━━ Information shown ━━
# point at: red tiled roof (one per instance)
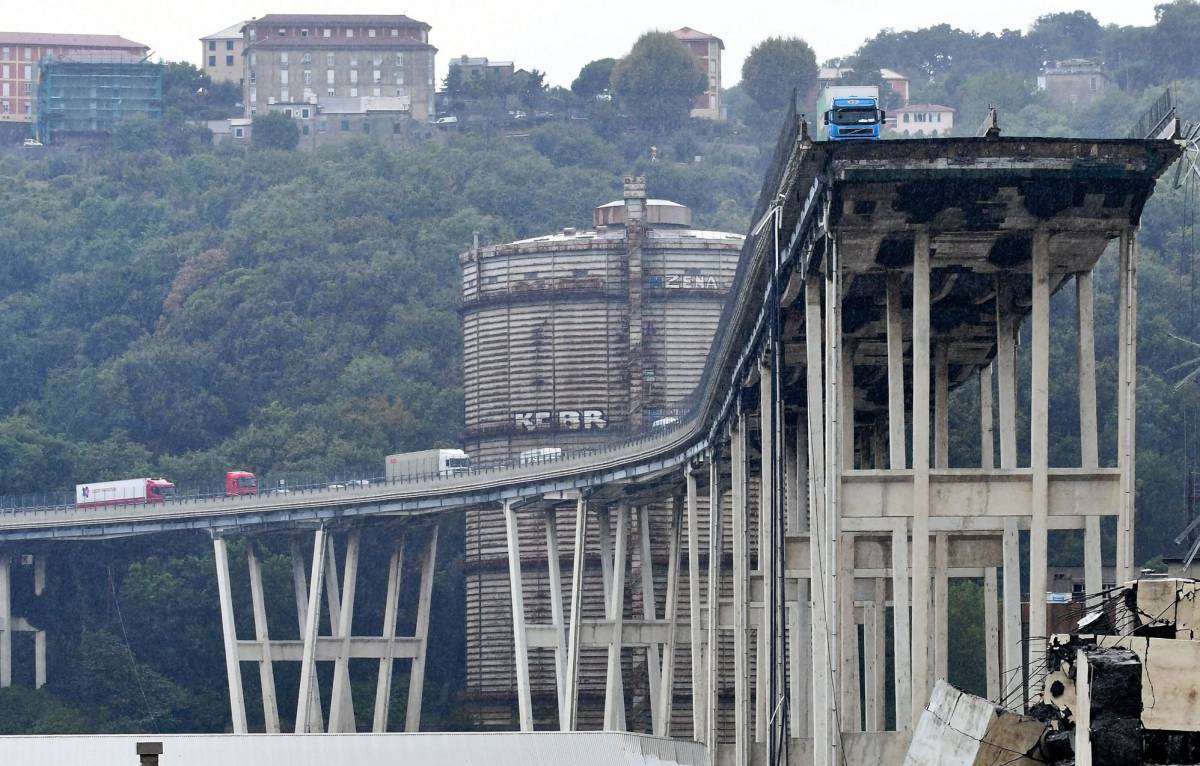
(339, 19)
(108, 42)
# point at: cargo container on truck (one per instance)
(124, 492)
(426, 462)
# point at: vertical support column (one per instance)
(649, 611)
(309, 696)
(987, 441)
(898, 454)
(228, 629)
(390, 610)
(1089, 440)
(942, 405)
(695, 629)
(1127, 408)
(424, 605)
(567, 713)
(1014, 645)
(516, 592)
(1039, 435)
(741, 594)
(556, 609)
(341, 711)
(1006, 370)
(265, 668)
(880, 648)
(901, 642)
(941, 609)
(991, 633)
(615, 688)
(823, 702)
(715, 551)
(666, 687)
(921, 310)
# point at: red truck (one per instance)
(240, 483)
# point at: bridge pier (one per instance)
(340, 646)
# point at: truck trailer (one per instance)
(426, 462)
(124, 492)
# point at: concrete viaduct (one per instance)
(817, 516)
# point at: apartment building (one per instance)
(707, 51)
(303, 59)
(221, 54)
(21, 54)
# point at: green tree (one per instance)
(658, 82)
(594, 78)
(774, 69)
(274, 131)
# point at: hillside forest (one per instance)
(171, 307)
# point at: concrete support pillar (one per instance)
(715, 551)
(390, 610)
(1039, 435)
(265, 666)
(901, 640)
(741, 594)
(649, 611)
(424, 608)
(341, 711)
(555, 568)
(921, 348)
(987, 441)
(1006, 370)
(520, 640)
(823, 720)
(991, 632)
(1014, 645)
(571, 688)
(695, 627)
(309, 695)
(941, 609)
(666, 687)
(942, 405)
(1127, 408)
(228, 629)
(615, 687)
(898, 454)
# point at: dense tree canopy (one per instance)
(658, 82)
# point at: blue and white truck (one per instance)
(851, 113)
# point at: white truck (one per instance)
(124, 492)
(426, 462)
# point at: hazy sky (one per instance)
(561, 36)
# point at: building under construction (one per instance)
(88, 94)
(573, 340)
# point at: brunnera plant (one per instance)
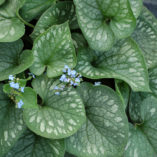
(78, 78)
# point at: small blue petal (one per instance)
(56, 88)
(22, 89)
(77, 80)
(97, 83)
(20, 104)
(11, 77)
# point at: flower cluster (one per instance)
(16, 86)
(69, 78)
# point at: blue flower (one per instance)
(73, 73)
(97, 83)
(20, 104)
(63, 78)
(66, 67)
(14, 85)
(77, 80)
(56, 88)
(11, 77)
(57, 93)
(22, 89)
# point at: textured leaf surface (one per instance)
(100, 30)
(143, 111)
(59, 116)
(53, 50)
(78, 40)
(136, 7)
(34, 8)
(153, 80)
(2, 1)
(124, 61)
(145, 35)
(11, 28)
(57, 14)
(29, 98)
(12, 61)
(105, 131)
(123, 91)
(31, 145)
(138, 145)
(11, 122)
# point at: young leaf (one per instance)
(59, 116)
(11, 28)
(34, 8)
(53, 50)
(153, 80)
(57, 14)
(143, 136)
(106, 128)
(12, 61)
(124, 61)
(31, 145)
(145, 35)
(11, 121)
(102, 21)
(136, 7)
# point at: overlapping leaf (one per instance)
(153, 80)
(58, 116)
(102, 21)
(53, 50)
(57, 14)
(145, 35)
(11, 28)
(12, 61)
(11, 122)
(124, 61)
(123, 91)
(105, 131)
(31, 145)
(34, 8)
(143, 136)
(136, 7)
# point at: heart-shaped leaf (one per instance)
(105, 131)
(124, 61)
(11, 121)
(53, 50)
(143, 113)
(12, 61)
(136, 7)
(31, 145)
(145, 35)
(58, 116)
(11, 28)
(79, 40)
(102, 21)
(138, 145)
(123, 91)
(153, 80)
(57, 14)
(34, 8)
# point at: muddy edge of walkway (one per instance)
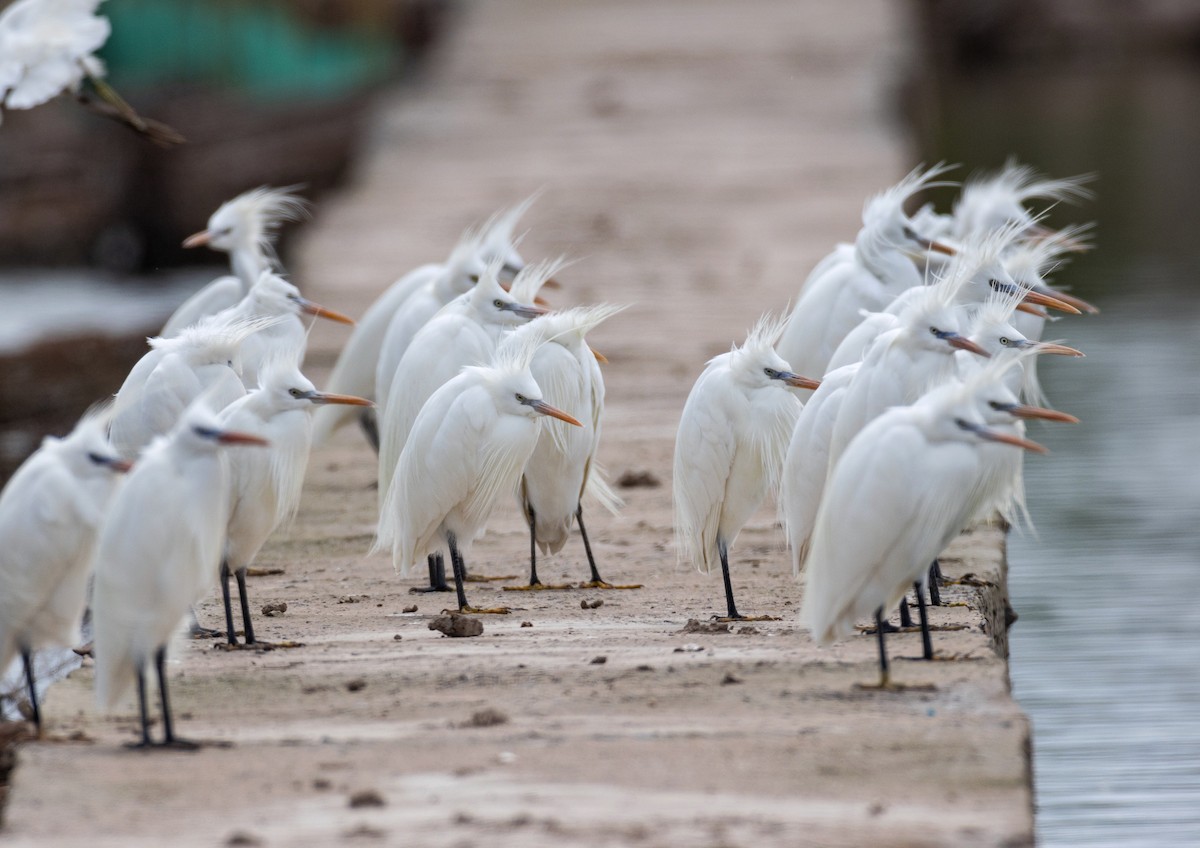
(697, 158)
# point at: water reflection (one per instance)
(1105, 653)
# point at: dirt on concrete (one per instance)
(697, 157)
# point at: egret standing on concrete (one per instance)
(159, 551)
(894, 500)
(245, 228)
(49, 513)
(265, 485)
(466, 450)
(732, 437)
(562, 468)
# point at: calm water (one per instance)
(1105, 657)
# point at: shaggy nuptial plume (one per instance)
(730, 446)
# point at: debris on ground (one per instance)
(366, 798)
(697, 626)
(456, 624)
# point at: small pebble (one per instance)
(366, 798)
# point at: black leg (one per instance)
(883, 649)
(729, 584)
(225, 596)
(160, 661)
(587, 545)
(935, 583)
(927, 642)
(27, 655)
(460, 571)
(370, 427)
(142, 707)
(437, 567)
(533, 546)
(247, 625)
(438, 572)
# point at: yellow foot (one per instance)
(257, 645)
(887, 685)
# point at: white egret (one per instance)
(490, 245)
(562, 469)
(467, 449)
(730, 446)
(245, 228)
(894, 500)
(807, 461)
(989, 202)
(465, 331)
(159, 549)
(265, 485)
(47, 48)
(203, 359)
(354, 373)
(905, 362)
(275, 300)
(867, 277)
(49, 512)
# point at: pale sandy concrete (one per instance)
(699, 157)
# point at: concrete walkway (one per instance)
(697, 157)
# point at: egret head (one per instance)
(251, 220)
(996, 200)
(288, 389)
(492, 305)
(759, 366)
(499, 240)
(886, 227)
(87, 449)
(273, 295)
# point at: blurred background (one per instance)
(282, 92)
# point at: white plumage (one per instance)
(159, 551)
(868, 276)
(46, 48)
(49, 512)
(204, 359)
(895, 499)
(562, 468)
(264, 486)
(358, 365)
(245, 228)
(463, 332)
(732, 437)
(466, 450)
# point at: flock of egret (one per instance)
(917, 341)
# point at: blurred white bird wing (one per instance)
(221, 294)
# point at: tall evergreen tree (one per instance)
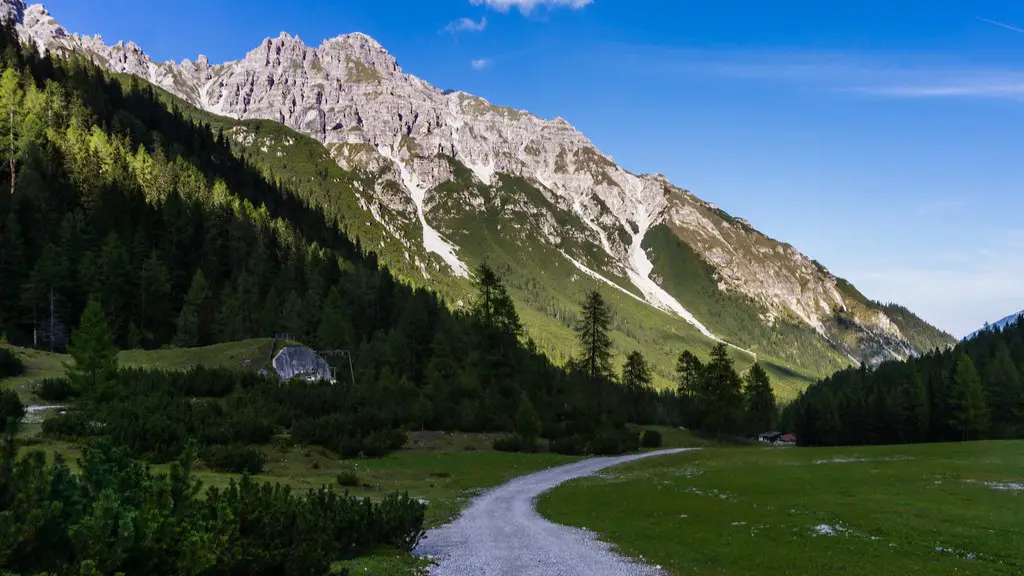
(592, 330)
(1005, 391)
(527, 423)
(193, 320)
(637, 380)
(155, 292)
(494, 306)
(970, 411)
(94, 358)
(720, 396)
(11, 271)
(759, 401)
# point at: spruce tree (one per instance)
(155, 291)
(970, 413)
(11, 271)
(192, 320)
(759, 401)
(494, 307)
(527, 424)
(94, 358)
(593, 333)
(720, 396)
(1005, 392)
(637, 379)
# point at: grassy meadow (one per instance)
(929, 509)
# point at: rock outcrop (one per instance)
(352, 95)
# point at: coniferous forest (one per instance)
(972, 392)
(124, 224)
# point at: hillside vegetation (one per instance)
(974, 391)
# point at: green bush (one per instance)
(651, 439)
(55, 389)
(10, 365)
(11, 409)
(176, 527)
(608, 442)
(574, 445)
(348, 479)
(514, 443)
(235, 458)
(73, 424)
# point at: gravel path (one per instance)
(501, 533)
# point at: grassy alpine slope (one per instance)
(545, 285)
(936, 509)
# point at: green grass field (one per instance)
(934, 509)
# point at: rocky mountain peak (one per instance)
(12, 9)
(350, 94)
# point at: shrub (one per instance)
(607, 442)
(233, 458)
(514, 443)
(348, 479)
(573, 445)
(651, 439)
(72, 424)
(11, 409)
(10, 365)
(55, 389)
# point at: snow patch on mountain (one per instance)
(596, 276)
(641, 268)
(432, 240)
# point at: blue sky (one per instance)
(882, 138)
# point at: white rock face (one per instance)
(350, 94)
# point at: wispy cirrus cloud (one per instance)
(956, 291)
(870, 74)
(1003, 25)
(527, 6)
(466, 25)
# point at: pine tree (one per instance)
(527, 424)
(592, 331)
(913, 409)
(94, 358)
(115, 291)
(970, 413)
(11, 271)
(720, 396)
(494, 307)
(155, 284)
(193, 318)
(10, 104)
(637, 379)
(759, 401)
(1005, 392)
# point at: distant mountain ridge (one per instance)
(998, 325)
(453, 179)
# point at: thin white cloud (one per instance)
(467, 25)
(957, 292)
(873, 74)
(527, 6)
(999, 24)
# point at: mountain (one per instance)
(436, 181)
(999, 325)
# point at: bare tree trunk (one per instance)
(12, 176)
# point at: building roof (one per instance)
(302, 362)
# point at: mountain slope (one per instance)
(999, 325)
(438, 180)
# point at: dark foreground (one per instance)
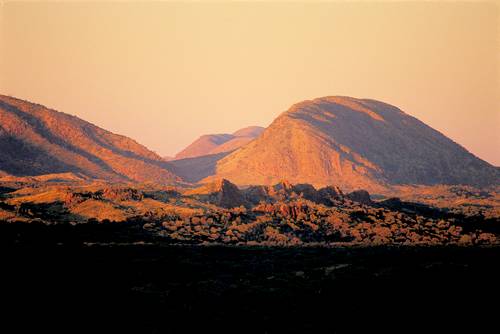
(160, 288)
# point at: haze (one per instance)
(165, 73)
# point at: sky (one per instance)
(164, 73)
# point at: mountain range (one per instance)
(343, 141)
(35, 140)
(220, 143)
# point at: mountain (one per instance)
(221, 193)
(220, 143)
(355, 144)
(35, 140)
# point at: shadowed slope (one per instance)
(36, 140)
(353, 143)
(220, 143)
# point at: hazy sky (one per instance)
(164, 73)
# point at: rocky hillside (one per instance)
(220, 143)
(355, 144)
(35, 140)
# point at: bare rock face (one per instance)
(35, 140)
(360, 196)
(221, 193)
(220, 143)
(355, 144)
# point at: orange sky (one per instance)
(164, 73)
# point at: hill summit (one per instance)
(355, 144)
(36, 140)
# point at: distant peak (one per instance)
(250, 131)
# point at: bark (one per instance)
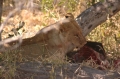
(97, 14)
(1, 5)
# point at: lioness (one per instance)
(54, 40)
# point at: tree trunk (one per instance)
(1, 5)
(97, 14)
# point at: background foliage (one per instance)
(37, 14)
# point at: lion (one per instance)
(54, 40)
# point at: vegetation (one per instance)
(47, 12)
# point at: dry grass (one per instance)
(108, 33)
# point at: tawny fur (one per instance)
(54, 40)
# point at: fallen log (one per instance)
(97, 14)
(36, 70)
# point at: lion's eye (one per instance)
(76, 35)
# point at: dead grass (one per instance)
(108, 33)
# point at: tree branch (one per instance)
(97, 14)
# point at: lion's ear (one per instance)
(69, 15)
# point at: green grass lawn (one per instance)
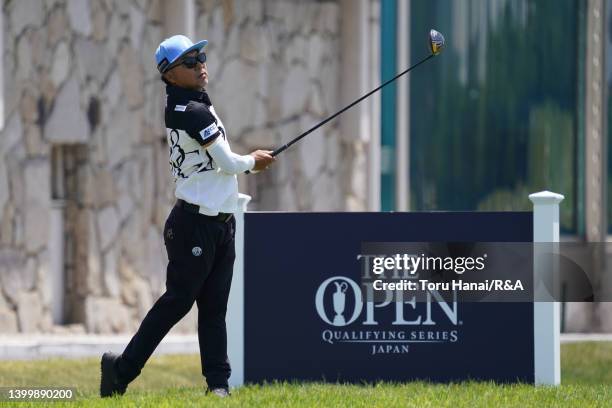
(171, 381)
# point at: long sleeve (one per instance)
(227, 160)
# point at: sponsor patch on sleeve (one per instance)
(209, 131)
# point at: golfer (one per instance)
(199, 232)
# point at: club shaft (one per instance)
(312, 129)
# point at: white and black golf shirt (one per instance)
(191, 123)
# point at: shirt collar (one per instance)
(183, 93)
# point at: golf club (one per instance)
(436, 44)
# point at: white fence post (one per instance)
(235, 307)
(546, 311)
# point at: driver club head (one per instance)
(436, 42)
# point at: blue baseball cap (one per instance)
(171, 49)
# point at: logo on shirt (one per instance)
(209, 131)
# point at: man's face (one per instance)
(195, 78)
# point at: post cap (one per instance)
(546, 197)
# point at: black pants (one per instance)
━━━
-- What you need to do --
Reproduce the entries from the line containing "# point at: white fence" through the last entry, keeping every "point at" line as it is and offsetting both numbers of each point coordinate by adding 119.

-- Final result --
# point at: white fence post (one per instance)
(354, 426)
(665, 430)
# point at: driver club head (one per instance)
(555, 161)
# point at: blue baseball cap (one per instance)
(290, 168)
# point at: logo on shirt (one per instance)
(328, 250)
# point at: man's face (one per instance)
(314, 197)
# point at: post cap (one per instance)
(665, 316)
# point at: black pants (one per instance)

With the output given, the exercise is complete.